━━ Source data
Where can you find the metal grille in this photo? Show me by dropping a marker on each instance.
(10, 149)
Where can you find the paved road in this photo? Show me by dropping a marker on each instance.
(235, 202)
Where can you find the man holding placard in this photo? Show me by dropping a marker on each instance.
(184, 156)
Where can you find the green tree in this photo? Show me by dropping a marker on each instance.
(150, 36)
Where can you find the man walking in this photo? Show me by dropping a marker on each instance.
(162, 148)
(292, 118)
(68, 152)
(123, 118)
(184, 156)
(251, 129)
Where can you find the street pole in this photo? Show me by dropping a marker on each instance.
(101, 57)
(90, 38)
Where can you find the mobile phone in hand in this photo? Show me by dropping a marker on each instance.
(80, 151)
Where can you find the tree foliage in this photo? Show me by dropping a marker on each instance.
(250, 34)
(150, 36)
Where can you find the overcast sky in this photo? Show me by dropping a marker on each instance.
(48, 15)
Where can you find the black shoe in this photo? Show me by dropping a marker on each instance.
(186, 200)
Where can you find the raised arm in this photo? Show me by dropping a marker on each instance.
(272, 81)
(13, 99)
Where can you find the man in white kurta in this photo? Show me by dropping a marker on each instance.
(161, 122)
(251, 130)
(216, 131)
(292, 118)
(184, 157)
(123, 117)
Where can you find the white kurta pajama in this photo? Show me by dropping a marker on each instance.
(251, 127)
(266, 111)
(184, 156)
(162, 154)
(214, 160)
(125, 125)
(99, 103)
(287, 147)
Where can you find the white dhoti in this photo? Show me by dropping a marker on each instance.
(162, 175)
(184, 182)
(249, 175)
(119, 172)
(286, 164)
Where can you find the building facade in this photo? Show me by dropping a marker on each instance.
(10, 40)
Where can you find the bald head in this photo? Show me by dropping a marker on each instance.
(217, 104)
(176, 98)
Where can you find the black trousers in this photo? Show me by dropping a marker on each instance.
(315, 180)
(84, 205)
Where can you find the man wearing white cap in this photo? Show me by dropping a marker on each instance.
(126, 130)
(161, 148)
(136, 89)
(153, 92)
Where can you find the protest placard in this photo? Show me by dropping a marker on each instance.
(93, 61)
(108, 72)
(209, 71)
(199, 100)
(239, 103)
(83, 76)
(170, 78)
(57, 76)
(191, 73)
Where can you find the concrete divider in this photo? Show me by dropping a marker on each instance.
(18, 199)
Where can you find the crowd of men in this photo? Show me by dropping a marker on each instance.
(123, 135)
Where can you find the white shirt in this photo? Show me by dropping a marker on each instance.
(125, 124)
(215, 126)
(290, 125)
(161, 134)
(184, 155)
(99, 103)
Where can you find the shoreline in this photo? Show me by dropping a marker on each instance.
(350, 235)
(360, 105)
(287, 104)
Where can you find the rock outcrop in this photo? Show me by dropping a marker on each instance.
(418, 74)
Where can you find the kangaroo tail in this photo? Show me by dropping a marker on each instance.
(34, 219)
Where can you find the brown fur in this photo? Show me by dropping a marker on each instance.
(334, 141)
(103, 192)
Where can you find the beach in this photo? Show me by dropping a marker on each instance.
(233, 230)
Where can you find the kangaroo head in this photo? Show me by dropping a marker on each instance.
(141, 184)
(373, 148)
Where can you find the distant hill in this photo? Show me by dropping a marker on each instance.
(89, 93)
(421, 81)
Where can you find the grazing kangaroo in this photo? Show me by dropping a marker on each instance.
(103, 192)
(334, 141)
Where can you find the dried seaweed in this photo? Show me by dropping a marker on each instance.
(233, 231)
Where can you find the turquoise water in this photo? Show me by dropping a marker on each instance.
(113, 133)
━━━━
◆ Task to carry out
I need all of the records above retyped exactly, please.

◆ Task output
Where can you find the metal grille in this photo? Show me by dropping a marker on each instance.
(10, 149)
Where can you find the paved road in this photo? Show me by dropping a marker on each instance.
(235, 202)
Where can you find the man holding placard in this photo? Show me by dropping a marker on each instance.
(184, 156)
Where can you find the green tree in this photo? Show me by dropping a marker on each instance.
(150, 36)
Where can you find the man walking in this photo? Show me by dropping a marker on each instance.
(162, 148)
(292, 118)
(68, 152)
(123, 118)
(184, 156)
(251, 129)
Where can you find the street pole in this photo? Show me by dropping a marker on each instance.
(101, 57)
(90, 38)
Where can you find the mobile phone in hand in this photo? Show me by dropping a marker on each instance.
(80, 151)
Where can you find the tree foliage in this photo? Show me by dropping a marker on each instance.
(250, 34)
(150, 36)
Where can you find the overcast sky in this photo? Show me by dropping a marker on each instance.
(48, 15)
Where can you find the black shoe in this photo? Show me by dropping a marker on each instance.
(186, 200)
Where can you find the raised arm in this photo? Show me by dropping a marker on each instance.
(272, 81)
(13, 99)
Where can you find the man in white kurta in this photo? Show me by dropping a marker on each instance.
(161, 122)
(251, 130)
(216, 131)
(292, 118)
(184, 157)
(123, 117)
Where can you find the white kurta pajama in this photo? Show me by dropping a marker on each instance.
(251, 127)
(266, 111)
(184, 156)
(162, 154)
(214, 160)
(125, 125)
(99, 103)
(287, 147)
Where can you find the white dhoti in this photo? Show me by dropping a marker on each instance.
(162, 175)
(184, 182)
(249, 175)
(119, 172)
(286, 164)
Where can you find the building facade in this photo? Show me by dropping a marker on each instance.
(10, 40)
Where can you find the bald head in this photo? Show me by dropping a marker on each instance.
(217, 104)
(176, 98)
Where can you find the black trousers in this photo? Show me by dropping a marker on each instance.
(315, 180)
(84, 205)
Where can you find the man wearing white cap in this photo? Show me by dropping a marker on each instance.
(126, 130)
(161, 148)
(136, 89)
(153, 92)
Where can you find the protest placard in this photo? Show me by dropping a marker on each instance.
(93, 61)
(108, 72)
(209, 71)
(199, 100)
(239, 103)
(83, 76)
(170, 78)
(57, 76)
(191, 73)
Where can you find the concrete divider in this photo? Show me by dropping a marker on each instance.
(18, 199)
Where can you find the crowd of men in this photo? Show me by dropping a marker on each instance.
(123, 135)
Where can you find the white shirt in this photo? Show me by dropping a marker on each instance.
(125, 124)
(215, 126)
(290, 125)
(161, 134)
(184, 155)
(99, 103)
Where can you find the shoreline in this photo? Show me by dropping a marker on each instance.
(350, 235)
(360, 105)
(287, 104)
Where can you find the rock outcrop in this photo? Show me by dropping a marker on each instance.
(418, 74)
Where can you find the kangaroo tail in this photo? Show me by dropping a marker on each instance.
(34, 219)
Where can you find the brown fur in this photo? Show me by dropping a marker on each instance.
(334, 141)
(103, 192)
Where can you find the beach in this photo? Show me by dropping a marker on each instance.
(233, 230)
Where can you find the kangaroo head in this photo? Show me by dropping a marker on each instance.
(141, 184)
(373, 148)
Where can you find the distant hill in this photo? Show me by dropping a marker on each instance.
(89, 93)
(421, 81)
Where can you find the grazing kangaroo in this photo? Show me by dropping a marker on each instance.
(103, 192)
(334, 141)
Where can you find the dried seaweed in this photo? Show me by dropping a marker on each instance.
(233, 231)
Where can you find the turquoise water in this photo? Show me by dropping a marker on each instance.
(113, 133)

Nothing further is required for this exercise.